(Location annotation dataset excerpts)
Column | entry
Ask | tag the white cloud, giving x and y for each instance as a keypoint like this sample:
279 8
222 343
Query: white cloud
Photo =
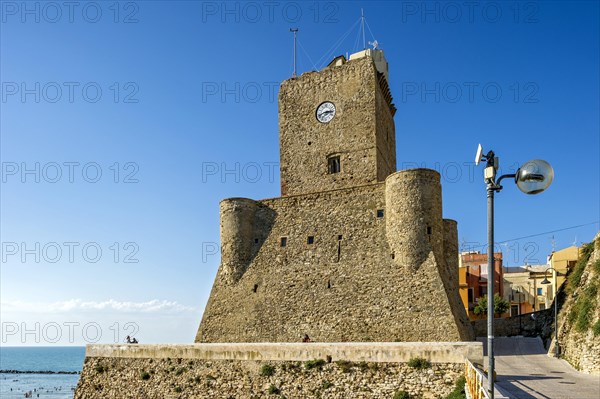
110 305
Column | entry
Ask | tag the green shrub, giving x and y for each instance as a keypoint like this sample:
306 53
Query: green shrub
585 306
459 389
344 365
267 370
574 277
401 395
596 328
419 363
596 266
273 390
100 368
315 364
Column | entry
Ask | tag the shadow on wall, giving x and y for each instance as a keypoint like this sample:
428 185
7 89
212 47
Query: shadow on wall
245 226
536 324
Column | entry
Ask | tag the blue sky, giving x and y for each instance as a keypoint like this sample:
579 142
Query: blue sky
136 118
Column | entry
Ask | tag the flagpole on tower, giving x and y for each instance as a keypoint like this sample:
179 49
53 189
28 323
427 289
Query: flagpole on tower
295 30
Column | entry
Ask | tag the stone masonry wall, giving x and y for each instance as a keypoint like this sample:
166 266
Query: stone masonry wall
355 282
361 133
114 378
528 325
315 370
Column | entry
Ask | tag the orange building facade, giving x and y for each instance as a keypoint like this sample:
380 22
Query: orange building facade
473 278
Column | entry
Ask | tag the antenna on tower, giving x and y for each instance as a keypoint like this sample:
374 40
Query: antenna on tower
362 20
295 30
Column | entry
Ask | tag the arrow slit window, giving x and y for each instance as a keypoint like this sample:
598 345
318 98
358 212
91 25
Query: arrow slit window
333 164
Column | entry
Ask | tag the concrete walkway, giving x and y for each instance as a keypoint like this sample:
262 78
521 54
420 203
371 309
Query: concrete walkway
525 371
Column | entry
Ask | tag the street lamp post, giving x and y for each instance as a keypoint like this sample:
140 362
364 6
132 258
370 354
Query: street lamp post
545 281
531 178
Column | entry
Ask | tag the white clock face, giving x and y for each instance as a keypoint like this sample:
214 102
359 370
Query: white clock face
325 112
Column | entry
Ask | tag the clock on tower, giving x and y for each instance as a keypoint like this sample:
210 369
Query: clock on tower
336 126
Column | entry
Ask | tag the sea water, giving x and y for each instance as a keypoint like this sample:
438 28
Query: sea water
40 361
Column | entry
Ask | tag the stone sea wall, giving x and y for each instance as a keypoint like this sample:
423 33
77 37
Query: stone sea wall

▶ WHAT THE EXERCISE ASKS
Leave the pictures out and output the rest of the listing exactly.

▶ OUTPUT FOR THIS TASK
Column | entry
Ask | tag the white cloud, giving x and y for each instance as a keypoint like this sample:
279 8
222 343
Query: white cloud
Photo =
110 305
Column | entry
Ask | tag the green shrub, giving x and y for each instance as a keypoint like this sample:
306 53
Query: green shrub
585 306
459 389
344 365
267 370
574 277
401 395
596 328
419 363
596 266
273 390
100 368
315 364
Column | entry
Ask | tag the shadow on wall, giving x and y for each instance as a keypoint like this sample:
428 185
7 89
212 47
Query: shadow on wall
245 226
536 324
Column | entry
Ask | tag the blue sky, giving x and y for each instance as a keypoint like this sample:
579 142
Query: blue sky
136 118
Column | entry
Ask | tag the flagpole on tower, giving x and y for each instance as a keypoint like this sample:
179 49
53 189
28 323
427 289
Query: flagpole on tower
295 30
Column | entry
Ask | tag the stone masonry wall, giving x and y for each instance as a keypoint like this sample:
166 266
Query: stone masonry wall
355 282
361 133
114 378
528 325
315 370
Column | entry
Ask | tag the orange building facade, giving x and y for each instance as a keypoint like this sample:
380 22
Query: orange building facade
473 278
Column | entry
Ask | tag the antenna on tower, giving x and y for each instance as a keypoint like this sample:
374 40
Query: antenna on tower
362 20
295 30
Column | entry
Ask | tag the arrow slit window, giving x and y for each instance as a keypoint like this sample:
598 345
318 98
358 212
91 25
Query: arrow slit window
333 164
Column | entry
Ask | tag the concrete walkway, giving x and y for each instance as a keypoint like this sample:
262 78
521 54
420 203
371 309
Query: concrete walkway
525 371
Column | entry
Ask | tag the street lamp post, giving x and y for each instance as a keypoint like this sample:
140 362
364 6
132 258
370 354
Query: street lamp post
545 281
531 178
Column | entry
Ask | tag the white clock face, giving x and y for each instance as a keypoint like this sample:
214 102
359 370
Query: white clock face
325 112
Column | entry
Ask | tag the clock on tower, giving x and y for each instance as a keypoint like this sample:
210 369
Query: clock on tower
336 126
Column | entry
Ask | tag the sea water, giving x and y for each instance as a keypoint like this sample:
438 28
Query: sea water
40 361
Column | entry
Ask | tag the stone sea wall, giving x and y for each instance as a keypoint like this sample:
423 33
77 37
Query: stone sea wall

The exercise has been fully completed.